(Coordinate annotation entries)

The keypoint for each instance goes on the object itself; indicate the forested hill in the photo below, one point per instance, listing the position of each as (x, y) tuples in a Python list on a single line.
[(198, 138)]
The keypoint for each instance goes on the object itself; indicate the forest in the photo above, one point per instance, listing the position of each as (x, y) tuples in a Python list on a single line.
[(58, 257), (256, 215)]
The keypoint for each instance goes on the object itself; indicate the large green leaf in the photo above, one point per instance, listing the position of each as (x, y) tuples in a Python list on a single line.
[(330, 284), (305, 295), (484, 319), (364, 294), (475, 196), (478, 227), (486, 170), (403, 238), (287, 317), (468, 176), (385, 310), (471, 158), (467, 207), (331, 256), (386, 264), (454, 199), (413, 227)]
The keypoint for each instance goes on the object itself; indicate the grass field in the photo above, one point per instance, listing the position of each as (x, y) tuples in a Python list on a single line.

---

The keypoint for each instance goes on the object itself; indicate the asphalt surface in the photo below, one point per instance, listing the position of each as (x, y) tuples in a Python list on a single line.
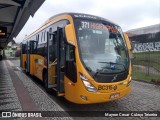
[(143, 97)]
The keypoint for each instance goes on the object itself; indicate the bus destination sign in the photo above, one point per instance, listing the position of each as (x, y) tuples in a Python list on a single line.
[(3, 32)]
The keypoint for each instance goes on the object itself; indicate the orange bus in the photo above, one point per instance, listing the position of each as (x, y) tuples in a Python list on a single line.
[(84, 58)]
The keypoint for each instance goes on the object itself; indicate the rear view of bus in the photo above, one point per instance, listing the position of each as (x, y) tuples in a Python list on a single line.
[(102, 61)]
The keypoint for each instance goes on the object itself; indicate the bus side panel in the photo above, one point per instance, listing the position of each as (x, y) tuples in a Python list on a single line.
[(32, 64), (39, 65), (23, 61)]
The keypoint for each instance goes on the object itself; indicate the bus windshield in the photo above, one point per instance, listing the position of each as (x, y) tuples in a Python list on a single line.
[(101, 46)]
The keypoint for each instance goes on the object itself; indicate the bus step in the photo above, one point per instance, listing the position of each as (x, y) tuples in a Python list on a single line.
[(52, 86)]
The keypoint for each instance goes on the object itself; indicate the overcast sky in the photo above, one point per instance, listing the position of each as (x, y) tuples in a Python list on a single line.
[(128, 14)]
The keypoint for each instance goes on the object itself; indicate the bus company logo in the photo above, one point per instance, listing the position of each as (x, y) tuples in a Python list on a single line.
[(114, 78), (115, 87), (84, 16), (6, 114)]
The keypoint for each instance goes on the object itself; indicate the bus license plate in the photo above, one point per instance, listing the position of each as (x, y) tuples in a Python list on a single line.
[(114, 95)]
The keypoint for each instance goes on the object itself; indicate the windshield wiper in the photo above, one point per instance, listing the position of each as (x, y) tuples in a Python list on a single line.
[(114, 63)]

### AIM
Output the lines starting at the one containing "the bus company" and ending at the one containing "[(114, 95)]" as a Markdown table with the columns Row and Line, leaving out blank lines. Include both end lines.

### FULL ANSWER
| Row | Line |
|---|---|
| 1 | The keypoint for each instance goes on the object itself; indicate the bus company logo in the photo above, one point per instance, listing the position of each as (x, y) tuples in a Python list on a single line. |
| 2 | [(114, 78), (115, 87), (84, 16), (6, 114)] |
| 3 | The keypoint for each instance goes on the object itself; indicate the bus license plate in the photo above, one point per instance, listing the position of each as (x, y) tuples in a Python list on a single line. |
| 4 | [(114, 95)] |